RECORDS PROVIDED:
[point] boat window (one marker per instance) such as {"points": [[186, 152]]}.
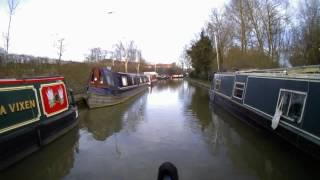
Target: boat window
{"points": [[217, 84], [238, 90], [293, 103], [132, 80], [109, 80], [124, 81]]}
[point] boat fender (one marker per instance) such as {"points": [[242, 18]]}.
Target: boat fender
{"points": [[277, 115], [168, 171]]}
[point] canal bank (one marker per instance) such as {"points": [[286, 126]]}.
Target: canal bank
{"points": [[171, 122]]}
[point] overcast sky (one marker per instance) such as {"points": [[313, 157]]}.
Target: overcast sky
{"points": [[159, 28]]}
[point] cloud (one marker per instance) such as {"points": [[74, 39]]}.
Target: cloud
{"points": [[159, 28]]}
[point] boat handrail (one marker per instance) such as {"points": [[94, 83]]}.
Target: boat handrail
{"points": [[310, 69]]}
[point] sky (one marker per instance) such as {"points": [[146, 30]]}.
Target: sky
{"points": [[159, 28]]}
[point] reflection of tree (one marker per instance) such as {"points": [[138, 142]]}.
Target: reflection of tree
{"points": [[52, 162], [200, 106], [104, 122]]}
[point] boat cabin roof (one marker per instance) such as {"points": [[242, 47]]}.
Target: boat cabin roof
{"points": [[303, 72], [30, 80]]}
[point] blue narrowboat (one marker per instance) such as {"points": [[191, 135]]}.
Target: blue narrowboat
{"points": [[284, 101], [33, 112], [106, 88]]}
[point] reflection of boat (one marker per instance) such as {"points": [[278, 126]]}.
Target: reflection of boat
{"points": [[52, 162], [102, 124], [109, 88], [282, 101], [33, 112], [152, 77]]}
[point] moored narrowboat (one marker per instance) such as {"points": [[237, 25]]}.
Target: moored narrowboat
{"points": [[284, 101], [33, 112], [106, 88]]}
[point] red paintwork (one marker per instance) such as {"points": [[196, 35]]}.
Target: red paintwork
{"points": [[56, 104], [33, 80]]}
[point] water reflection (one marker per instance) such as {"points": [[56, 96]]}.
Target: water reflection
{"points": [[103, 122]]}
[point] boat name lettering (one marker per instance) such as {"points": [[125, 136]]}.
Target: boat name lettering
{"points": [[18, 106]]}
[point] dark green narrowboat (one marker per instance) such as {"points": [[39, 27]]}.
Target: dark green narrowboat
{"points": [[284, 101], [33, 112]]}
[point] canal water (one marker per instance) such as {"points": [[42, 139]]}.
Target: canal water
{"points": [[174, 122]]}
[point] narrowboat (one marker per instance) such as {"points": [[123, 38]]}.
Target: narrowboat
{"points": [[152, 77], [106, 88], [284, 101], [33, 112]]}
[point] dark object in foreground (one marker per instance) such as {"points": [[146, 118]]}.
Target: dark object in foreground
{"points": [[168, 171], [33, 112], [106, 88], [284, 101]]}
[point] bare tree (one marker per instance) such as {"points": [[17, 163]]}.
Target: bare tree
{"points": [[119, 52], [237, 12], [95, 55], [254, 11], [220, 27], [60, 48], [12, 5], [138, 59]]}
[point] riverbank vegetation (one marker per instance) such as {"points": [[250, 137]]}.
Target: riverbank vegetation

TASK GOAL:
Strip out the images, then output the records above word for word.

ANSWER FOR THE TASK:
[point] boat window (one marker per instance) such as {"points": [[186, 152]]}.
Target: boat window
{"points": [[217, 84], [238, 90], [293, 103], [132, 80], [109, 80], [124, 81]]}
[point] boat fender (one marker per instance) such as {"points": [[242, 18]]}.
Target: boat fender
{"points": [[277, 115], [168, 171]]}
[point] canal bank (one marker per instance) such as {"points": [[286, 126]]}.
Target: canal bank
{"points": [[171, 122]]}
[point] overcast sky (one marker per instance) such as {"points": [[313, 157]]}.
Target: overcast sky
{"points": [[159, 28]]}
[point] cloud (one marker per instance) such as {"points": [[74, 39]]}.
Target: cloud
{"points": [[159, 28]]}
[point] boat handrail (one marker per instance) such as {"points": [[94, 83]]}.
Target: boat handrail
{"points": [[310, 69]]}
[point] sky (one marker per instance) such as {"points": [[146, 30]]}.
Target: sky
{"points": [[159, 28]]}
[point] reflection of tree (one marker per instance) such as {"points": [[138, 142]]}.
Target: reflection of tree
{"points": [[52, 162], [200, 106], [104, 122]]}
[point] boat cabin roof (one marker per instance) such as {"points": [[242, 47]]}.
Target: boat cabin roof
{"points": [[303, 72], [30, 80]]}
[point] blue narrowboat (one marker per instance) such as {"points": [[191, 135]]}.
Target: blue narrowboat
{"points": [[284, 101], [33, 112], [106, 88]]}
[point] reflection of boat (one marker per instance) such as {"points": [[278, 126]]}.
Target: reflection of boat
{"points": [[52, 162], [102, 124], [109, 88], [282, 101], [33, 112], [152, 77]]}
[point] moored narrowboat (one marker per instance) such as {"points": [[237, 25]]}.
Target: moored narrowboat
{"points": [[284, 101], [33, 112], [106, 88]]}
[point] red paintwork (one marker per instance) such as {"points": [[196, 35]]}.
Target: red paintwork
{"points": [[56, 104], [33, 80]]}
[point] water reflection (one marker per instance) such as {"points": [[56, 96]]}.
Target: water reflection
{"points": [[103, 122]]}
[point] boat name lettering (one marker per instance) such as {"points": [[125, 136]]}.
Target: boat name lettering
{"points": [[18, 106]]}
[point] dark green narrowboat (one marker per instance) such as {"points": [[39, 27]]}.
Target: dark green narrowboat
{"points": [[284, 101], [33, 112]]}
[point] canal water (one marker per instance) such as {"points": [[42, 139]]}.
Target: canal water
{"points": [[174, 122]]}
[point] narrowboat (one marker per instance) such as {"points": [[123, 38]]}.
Target: narrowboat
{"points": [[152, 77], [106, 88], [284, 101], [33, 112]]}
[point] dark object in foreground (one marker per instance) such as {"points": [[146, 118]]}.
Target: dark object in foreground
{"points": [[168, 171], [33, 112], [106, 88], [284, 101]]}
[point] bare tree (one marker per instance) such as {"points": [[17, 163]]}.
Target: bare tree
{"points": [[119, 52], [237, 12], [95, 55], [254, 11], [220, 27], [60, 48], [12, 5], [138, 59]]}
[point] riverbank vegetation (one marker per instance) such as {"points": [[250, 137]]}.
Target: riverbank vegetation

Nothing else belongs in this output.